▸ What is asked: Please rewrite the rows below with every "side mirror" changed to "wing mirror" and nothing else altered. Leave the pictures out.

▸ Supplied information:
—————
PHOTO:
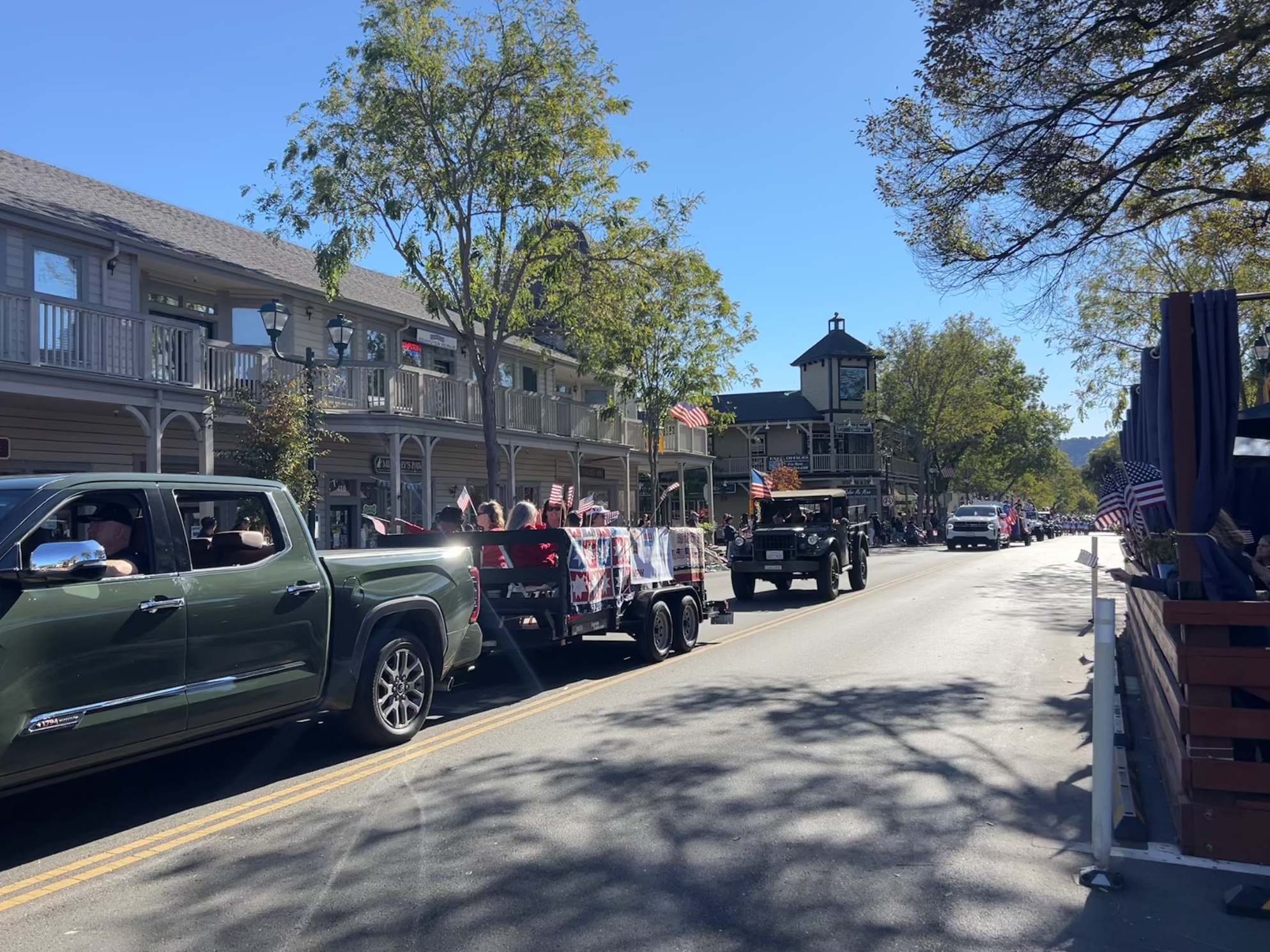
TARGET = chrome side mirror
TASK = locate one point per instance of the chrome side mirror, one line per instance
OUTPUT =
(68, 562)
—————
▸ Solved problem:
PHOTO:
TARGET = chrome wing mirror
TASK = locate one point per instance of the chrome wing mirror, one line per instance
OUTPUT =
(68, 562)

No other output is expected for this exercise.